* TASK ITEM
When a line below contains the string "cloud", show that line.
━━━
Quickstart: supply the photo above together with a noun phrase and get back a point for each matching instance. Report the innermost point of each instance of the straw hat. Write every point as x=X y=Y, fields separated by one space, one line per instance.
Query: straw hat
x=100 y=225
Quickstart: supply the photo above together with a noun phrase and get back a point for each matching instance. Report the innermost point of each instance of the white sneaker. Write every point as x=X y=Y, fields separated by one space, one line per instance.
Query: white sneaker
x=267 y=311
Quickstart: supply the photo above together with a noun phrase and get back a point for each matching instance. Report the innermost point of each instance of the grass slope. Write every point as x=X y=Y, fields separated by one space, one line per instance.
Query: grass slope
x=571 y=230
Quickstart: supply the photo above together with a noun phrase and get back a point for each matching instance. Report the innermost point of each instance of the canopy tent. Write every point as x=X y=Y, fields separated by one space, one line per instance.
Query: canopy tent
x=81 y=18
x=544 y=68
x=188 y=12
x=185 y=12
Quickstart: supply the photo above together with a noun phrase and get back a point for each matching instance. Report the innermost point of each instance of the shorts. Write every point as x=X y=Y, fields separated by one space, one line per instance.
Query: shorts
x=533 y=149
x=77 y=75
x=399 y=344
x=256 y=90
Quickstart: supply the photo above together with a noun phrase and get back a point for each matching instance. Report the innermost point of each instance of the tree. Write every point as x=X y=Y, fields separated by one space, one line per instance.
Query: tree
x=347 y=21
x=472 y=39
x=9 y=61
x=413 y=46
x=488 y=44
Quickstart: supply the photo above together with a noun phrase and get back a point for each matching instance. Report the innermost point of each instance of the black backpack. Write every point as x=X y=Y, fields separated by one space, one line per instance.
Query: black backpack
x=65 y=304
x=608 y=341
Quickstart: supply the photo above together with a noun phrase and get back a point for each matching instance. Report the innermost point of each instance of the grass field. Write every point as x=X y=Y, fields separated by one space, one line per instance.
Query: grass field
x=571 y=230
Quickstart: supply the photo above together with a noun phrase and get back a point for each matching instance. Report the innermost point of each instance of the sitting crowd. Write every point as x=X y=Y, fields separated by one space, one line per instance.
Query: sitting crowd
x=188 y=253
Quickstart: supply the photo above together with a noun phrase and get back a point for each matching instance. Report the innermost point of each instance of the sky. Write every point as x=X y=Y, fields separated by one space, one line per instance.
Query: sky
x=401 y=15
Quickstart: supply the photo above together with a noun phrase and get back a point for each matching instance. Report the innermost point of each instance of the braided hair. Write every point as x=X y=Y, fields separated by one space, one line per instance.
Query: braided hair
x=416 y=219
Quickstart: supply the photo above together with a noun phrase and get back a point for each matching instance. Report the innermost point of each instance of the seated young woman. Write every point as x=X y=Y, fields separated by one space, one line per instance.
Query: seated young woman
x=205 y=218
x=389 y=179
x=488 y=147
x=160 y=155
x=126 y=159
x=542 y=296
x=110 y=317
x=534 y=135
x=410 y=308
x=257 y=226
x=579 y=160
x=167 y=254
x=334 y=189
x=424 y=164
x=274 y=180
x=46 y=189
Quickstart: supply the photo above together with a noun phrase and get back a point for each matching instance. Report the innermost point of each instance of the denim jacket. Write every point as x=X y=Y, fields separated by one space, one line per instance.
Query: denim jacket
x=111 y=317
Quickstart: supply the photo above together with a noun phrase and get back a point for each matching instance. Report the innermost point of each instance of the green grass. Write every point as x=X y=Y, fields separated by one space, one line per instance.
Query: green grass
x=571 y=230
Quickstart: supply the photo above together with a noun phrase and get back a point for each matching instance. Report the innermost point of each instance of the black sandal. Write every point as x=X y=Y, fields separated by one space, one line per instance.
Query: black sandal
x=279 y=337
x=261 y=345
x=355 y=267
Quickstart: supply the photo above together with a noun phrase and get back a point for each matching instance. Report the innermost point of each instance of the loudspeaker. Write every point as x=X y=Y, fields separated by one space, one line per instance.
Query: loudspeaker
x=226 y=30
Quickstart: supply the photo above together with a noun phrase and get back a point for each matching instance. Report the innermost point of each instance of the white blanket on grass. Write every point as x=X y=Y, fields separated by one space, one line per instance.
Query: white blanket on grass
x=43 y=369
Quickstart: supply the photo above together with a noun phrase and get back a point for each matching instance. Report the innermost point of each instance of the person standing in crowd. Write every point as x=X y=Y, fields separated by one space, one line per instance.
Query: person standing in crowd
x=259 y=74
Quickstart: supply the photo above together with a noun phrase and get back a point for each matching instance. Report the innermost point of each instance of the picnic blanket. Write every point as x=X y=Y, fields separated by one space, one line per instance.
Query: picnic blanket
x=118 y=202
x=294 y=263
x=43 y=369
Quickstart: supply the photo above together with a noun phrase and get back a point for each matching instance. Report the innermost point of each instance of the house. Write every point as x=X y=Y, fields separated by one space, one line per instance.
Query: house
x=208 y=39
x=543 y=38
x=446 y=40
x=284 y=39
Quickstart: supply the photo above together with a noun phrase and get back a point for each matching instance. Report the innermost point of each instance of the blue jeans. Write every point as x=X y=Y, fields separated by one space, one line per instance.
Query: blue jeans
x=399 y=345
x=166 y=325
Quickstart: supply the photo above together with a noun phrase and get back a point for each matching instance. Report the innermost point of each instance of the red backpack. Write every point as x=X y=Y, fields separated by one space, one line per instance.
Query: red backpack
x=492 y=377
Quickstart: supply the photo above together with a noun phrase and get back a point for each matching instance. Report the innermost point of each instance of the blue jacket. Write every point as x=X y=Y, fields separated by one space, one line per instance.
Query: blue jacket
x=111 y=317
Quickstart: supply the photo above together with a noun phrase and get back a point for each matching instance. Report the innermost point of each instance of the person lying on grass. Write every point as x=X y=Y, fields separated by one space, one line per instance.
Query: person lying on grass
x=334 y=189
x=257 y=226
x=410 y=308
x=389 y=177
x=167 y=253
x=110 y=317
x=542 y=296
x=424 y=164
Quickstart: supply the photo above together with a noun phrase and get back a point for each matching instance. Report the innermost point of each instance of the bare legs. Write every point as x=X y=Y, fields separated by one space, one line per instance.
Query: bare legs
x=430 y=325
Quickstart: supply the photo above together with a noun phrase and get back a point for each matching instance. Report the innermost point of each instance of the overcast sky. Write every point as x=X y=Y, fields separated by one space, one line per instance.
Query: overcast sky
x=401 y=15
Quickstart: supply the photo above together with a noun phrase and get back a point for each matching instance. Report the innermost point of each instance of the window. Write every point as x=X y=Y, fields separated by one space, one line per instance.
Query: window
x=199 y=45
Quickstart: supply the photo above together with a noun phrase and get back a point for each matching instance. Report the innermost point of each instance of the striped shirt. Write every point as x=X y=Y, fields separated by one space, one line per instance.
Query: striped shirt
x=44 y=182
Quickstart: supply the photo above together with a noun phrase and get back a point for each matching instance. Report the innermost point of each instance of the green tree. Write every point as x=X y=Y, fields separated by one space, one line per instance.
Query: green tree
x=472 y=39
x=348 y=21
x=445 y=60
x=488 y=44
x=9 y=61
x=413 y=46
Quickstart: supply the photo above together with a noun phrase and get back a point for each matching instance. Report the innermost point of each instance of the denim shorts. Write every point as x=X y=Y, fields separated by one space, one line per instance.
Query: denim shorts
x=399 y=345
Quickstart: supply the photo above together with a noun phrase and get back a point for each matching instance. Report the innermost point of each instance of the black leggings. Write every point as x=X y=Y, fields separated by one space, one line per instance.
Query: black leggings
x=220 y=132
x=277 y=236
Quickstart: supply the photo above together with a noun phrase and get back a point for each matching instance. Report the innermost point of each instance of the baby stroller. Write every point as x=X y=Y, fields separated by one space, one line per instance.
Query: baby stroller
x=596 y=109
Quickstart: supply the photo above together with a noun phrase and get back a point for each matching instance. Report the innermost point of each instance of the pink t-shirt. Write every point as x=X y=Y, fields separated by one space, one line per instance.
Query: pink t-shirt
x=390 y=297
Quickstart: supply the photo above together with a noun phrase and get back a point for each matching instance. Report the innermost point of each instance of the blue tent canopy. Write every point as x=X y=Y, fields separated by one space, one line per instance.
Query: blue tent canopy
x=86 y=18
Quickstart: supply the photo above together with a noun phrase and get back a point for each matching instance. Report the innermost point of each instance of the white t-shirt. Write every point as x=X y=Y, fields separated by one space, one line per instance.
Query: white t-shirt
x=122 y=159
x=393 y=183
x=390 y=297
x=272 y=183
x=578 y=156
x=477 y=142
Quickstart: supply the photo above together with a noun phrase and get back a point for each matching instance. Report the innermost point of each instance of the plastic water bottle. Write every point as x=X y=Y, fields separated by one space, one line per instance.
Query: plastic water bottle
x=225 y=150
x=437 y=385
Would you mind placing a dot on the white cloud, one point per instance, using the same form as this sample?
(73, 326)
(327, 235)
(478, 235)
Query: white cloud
━━━
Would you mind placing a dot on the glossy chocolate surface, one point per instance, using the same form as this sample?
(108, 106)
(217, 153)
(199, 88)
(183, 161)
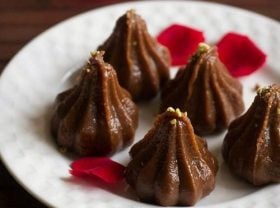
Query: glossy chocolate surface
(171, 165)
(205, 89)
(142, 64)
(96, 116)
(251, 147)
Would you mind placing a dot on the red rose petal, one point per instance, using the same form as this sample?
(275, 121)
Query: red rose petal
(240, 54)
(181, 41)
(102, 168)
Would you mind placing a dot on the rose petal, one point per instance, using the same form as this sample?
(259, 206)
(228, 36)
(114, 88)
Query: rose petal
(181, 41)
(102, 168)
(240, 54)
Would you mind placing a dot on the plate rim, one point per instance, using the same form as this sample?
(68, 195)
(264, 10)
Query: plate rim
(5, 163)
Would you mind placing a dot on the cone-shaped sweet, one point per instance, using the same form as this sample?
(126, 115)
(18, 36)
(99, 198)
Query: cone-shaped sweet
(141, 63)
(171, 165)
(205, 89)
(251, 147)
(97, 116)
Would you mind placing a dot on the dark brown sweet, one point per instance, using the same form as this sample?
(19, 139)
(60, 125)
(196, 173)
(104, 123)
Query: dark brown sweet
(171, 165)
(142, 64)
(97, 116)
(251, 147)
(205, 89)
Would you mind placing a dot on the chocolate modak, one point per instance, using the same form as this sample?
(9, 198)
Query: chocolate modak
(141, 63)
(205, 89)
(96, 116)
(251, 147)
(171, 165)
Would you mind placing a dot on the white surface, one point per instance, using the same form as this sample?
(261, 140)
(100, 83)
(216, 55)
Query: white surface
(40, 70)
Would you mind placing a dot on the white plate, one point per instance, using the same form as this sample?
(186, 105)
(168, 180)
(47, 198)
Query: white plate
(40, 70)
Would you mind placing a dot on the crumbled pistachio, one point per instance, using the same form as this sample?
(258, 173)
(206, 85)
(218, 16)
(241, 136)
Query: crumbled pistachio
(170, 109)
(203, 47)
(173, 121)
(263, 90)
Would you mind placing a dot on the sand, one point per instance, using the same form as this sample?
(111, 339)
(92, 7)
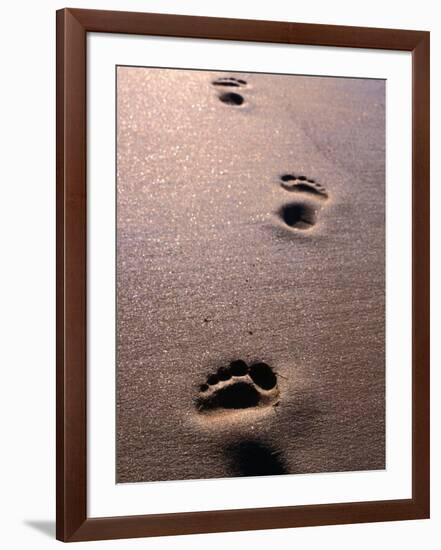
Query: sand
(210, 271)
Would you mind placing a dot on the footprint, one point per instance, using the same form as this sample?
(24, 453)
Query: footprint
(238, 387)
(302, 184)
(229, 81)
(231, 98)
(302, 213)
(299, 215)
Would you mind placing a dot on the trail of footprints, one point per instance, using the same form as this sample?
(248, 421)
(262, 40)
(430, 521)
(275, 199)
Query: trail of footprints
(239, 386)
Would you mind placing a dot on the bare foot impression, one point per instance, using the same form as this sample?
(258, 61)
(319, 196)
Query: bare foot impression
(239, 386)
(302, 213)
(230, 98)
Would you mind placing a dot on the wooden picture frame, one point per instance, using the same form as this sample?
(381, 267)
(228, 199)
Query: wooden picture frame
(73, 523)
━━━
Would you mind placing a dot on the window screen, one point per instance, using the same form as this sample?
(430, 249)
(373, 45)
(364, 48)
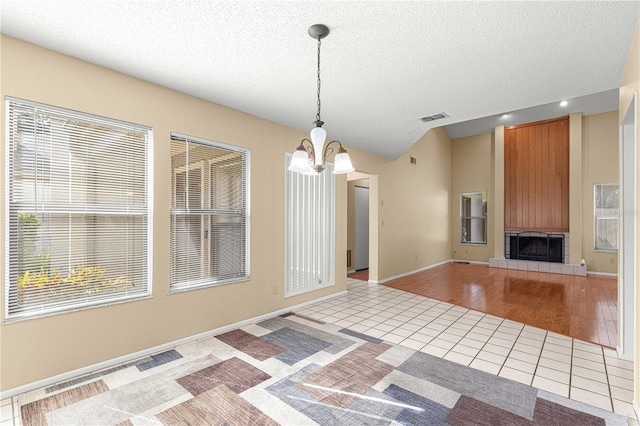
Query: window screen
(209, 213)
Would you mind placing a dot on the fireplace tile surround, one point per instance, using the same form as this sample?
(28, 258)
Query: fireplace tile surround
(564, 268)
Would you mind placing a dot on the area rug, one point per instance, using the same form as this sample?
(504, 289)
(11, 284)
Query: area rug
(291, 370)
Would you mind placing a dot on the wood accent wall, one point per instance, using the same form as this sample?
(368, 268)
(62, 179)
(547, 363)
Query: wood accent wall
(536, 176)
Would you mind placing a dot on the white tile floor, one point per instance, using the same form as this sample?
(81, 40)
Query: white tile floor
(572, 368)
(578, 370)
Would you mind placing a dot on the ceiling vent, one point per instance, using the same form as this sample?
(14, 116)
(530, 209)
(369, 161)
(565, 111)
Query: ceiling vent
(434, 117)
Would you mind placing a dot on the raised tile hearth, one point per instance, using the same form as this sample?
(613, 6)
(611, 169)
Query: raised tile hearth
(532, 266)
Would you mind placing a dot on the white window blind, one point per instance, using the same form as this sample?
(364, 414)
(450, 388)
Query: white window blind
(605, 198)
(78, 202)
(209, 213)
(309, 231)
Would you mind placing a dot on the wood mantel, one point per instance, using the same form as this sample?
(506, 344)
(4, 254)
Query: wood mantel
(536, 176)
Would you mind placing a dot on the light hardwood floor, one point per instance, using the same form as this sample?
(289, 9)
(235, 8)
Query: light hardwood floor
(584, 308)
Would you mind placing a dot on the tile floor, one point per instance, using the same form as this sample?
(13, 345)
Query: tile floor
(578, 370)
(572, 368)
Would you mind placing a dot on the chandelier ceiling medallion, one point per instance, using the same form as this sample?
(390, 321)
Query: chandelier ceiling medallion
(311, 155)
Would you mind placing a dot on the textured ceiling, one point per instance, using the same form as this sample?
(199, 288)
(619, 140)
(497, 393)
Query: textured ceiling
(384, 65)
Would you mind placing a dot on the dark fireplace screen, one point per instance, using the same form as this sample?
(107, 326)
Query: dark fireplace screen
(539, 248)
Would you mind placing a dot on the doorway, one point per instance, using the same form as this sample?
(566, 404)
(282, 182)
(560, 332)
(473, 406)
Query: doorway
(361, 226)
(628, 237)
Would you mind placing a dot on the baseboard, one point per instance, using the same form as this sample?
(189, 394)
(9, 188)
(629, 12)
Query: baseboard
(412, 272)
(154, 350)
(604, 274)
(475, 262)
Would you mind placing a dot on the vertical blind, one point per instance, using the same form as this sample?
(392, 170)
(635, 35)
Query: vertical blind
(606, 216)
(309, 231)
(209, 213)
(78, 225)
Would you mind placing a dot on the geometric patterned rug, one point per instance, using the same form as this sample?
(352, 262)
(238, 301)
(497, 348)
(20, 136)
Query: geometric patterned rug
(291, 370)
━━━
* ANSWER TO THE PROBLEM
Would you mind placing a dot on the white cloud, one point per instance, using the same form as this sample?
Query: white cloud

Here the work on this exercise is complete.